*Directions*: Copy the entries exactly. Their pictures do not belong in the copy.

== Data for this exercise ==

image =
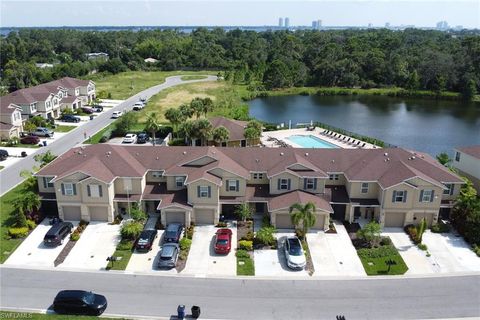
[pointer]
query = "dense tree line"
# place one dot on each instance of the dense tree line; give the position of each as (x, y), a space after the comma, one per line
(411, 59)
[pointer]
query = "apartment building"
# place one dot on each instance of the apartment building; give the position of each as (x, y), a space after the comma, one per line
(198, 184)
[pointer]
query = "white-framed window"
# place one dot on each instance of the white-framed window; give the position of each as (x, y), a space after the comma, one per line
(203, 191)
(310, 183)
(179, 181)
(364, 188)
(426, 196)
(333, 177)
(232, 185)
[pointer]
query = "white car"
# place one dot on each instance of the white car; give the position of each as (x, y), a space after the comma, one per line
(294, 253)
(130, 138)
(117, 114)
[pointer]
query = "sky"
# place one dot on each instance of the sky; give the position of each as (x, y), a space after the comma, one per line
(425, 13)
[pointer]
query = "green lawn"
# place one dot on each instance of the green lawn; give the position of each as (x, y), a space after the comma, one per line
(7, 246)
(374, 261)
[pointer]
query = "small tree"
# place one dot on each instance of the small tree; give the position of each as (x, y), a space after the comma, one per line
(371, 233)
(243, 211)
(303, 217)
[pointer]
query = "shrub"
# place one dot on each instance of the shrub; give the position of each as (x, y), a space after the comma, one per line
(15, 233)
(185, 244)
(131, 230)
(242, 254)
(245, 245)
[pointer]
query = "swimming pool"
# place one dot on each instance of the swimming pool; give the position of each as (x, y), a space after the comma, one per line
(311, 142)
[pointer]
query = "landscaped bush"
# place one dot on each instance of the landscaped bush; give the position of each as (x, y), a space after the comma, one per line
(131, 230)
(18, 232)
(245, 245)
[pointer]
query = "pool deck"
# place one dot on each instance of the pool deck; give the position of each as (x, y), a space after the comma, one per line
(269, 139)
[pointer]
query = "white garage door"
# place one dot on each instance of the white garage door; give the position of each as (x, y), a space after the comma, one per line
(72, 213)
(174, 217)
(394, 219)
(204, 216)
(98, 213)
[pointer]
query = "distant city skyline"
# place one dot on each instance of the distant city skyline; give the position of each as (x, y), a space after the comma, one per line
(361, 13)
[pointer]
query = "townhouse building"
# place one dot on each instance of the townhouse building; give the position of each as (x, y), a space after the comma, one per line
(198, 184)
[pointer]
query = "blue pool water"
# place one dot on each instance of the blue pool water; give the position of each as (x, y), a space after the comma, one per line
(311, 142)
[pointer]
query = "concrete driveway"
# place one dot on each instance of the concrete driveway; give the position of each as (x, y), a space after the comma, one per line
(97, 242)
(450, 253)
(33, 253)
(272, 263)
(203, 261)
(416, 259)
(333, 254)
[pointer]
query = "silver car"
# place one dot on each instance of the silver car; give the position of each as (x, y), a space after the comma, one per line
(168, 256)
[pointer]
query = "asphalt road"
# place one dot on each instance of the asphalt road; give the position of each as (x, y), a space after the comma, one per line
(158, 296)
(10, 176)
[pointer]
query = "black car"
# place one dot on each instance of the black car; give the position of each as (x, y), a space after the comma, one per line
(79, 302)
(142, 138)
(54, 237)
(145, 241)
(173, 232)
(70, 118)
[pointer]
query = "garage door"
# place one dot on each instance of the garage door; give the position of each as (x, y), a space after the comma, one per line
(98, 213)
(175, 217)
(394, 219)
(204, 216)
(283, 221)
(72, 213)
(419, 216)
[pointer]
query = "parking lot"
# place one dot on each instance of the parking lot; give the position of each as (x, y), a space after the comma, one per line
(32, 252)
(97, 242)
(203, 261)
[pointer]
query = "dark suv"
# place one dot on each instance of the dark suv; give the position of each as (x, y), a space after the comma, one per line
(79, 302)
(57, 233)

===

*Solved problem*:
image =
[pointer]
query = "dense tree line"
# place one dot on each instance of the dense tree line; give the position of each as (x, y), a space after the comma, one per line
(411, 59)
[pointer]
query = "apartment building"
# place one dot on each instance of the apartment building; give the position of each as (x, y), a space after the comma, one per line
(198, 184)
[pointer]
query = "white-framed window"
# place one dot on each instance of the white-framed window; give the position of each as (x, y), a space after the comma, one per line
(203, 191)
(310, 183)
(179, 181)
(364, 188)
(426, 196)
(333, 177)
(232, 185)
[pointer]
query = "white car"
# place one dot on each instance of the white car; give the position of each as (x, y), a space after the comma, one per line
(294, 253)
(130, 138)
(117, 114)
[pointer]
query = "sky"
# place one dot on each instance of the sky; give the position of each as (x, y), a space after the comma, one per line
(425, 13)
[pointer]
query = "green lawn"
# place one dot on each instance of the green lawn; give the position of each as (x, y), a space after the comma, one per line
(7, 246)
(374, 261)
[pointer]
query = "small tree"
# place one dot on each instance of the small tree; give the position of each as (x, y), a space after the comma, one per line
(371, 233)
(243, 211)
(303, 217)
[pointer]
query = "shrub"
# place one dot on each instance of the shrub; give the position of each as (x, y), a space after the comma, one per line
(15, 233)
(185, 244)
(131, 230)
(242, 254)
(245, 245)
[pointer]
query = "swimming pool"
# place one dot on each instance of the swimming pool; give the position of each as (x, y), a space after the comma, one per line
(311, 142)
[pointer]
query = "landscaped bush"
# place one dot on each instance of the landscaped bush; give the position of each as (x, y), a space after the comma, one per line
(131, 230)
(18, 232)
(245, 245)
[pointer]
query = "pool deck"
# place one dot on each instance of the pool deck; give the position of each as (x, y), a space after the comma, one per line
(269, 139)
[pointer]
query = "white garage door"
# place one dot on each instance of the white garage door; give the position of each as (x, y), a space after the comma, one per line
(72, 213)
(174, 217)
(394, 219)
(204, 216)
(98, 213)
[pointer]
query = "distant city skyline"
# place one dot on each instance of the distant city skyline; give the position of each as (x, y), a space after the comma, one per line
(361, 13)
[pointer]
query = "townhouse building"
# place one dot on each instance of the townhouse building; give the position of each as (x, y), a space after the comma, one per line
(198, 184)
[pointer]
query = "blue pool water"
# place one dot on each instance of the blue pool water; give the position of each as (x, y), a space after the comma, one per line
(311, 142)
[pointer]
query = "concrete driveway"
# place one dot on each instance of the concrete driveway; give the position of each as (x, y), a space after the comma, one per line
(97, 242)
(450, 253)
(33, 253)
(272, 263)
(203, 261)
(416, 259)
(333, 254)
[pointer]
query = "silver car"
# place one dot on each instance of the silver car; give the position of each as (x, y), a space after the comma, one per line
(168, 256)
[pointer]
query = "asphalt road"
# place one dot on each instance of the asphalt road; give the position of each as (x, y), a space after the comma, one per line
(158, 296)
(10, 176)
[pointer]
query = "black car"
# place one dot on each instance of the black car; give the position of each as (x, y), a space after the comma, one per line
(79, 302)
(142, 138)
(54, 237)
(145, 241)
(173, 232)
(70, 118)
[pointer]
query = "garage door"
# place one dot on each instance of the garage door; give the position of each as (x, y), a space after the comma, one per line
(98, 213)
(175, 217)
(394, 219)
(204, 216)
(283, 221)
(72, 213)
(419, 216)
[pointer]
query = "parking lot"
# place one dot on each instance of the parking lot; give the position of each as (x, y), a space after the comma, one per line
(32, 252)
(97, 242)
(203, 261)
[pointer]
query = "dark suv"
# place one dot on each instance of the dark suv; give the position of each as (x, y), a space after the comma, one per line
(79, 302)
(57, 233)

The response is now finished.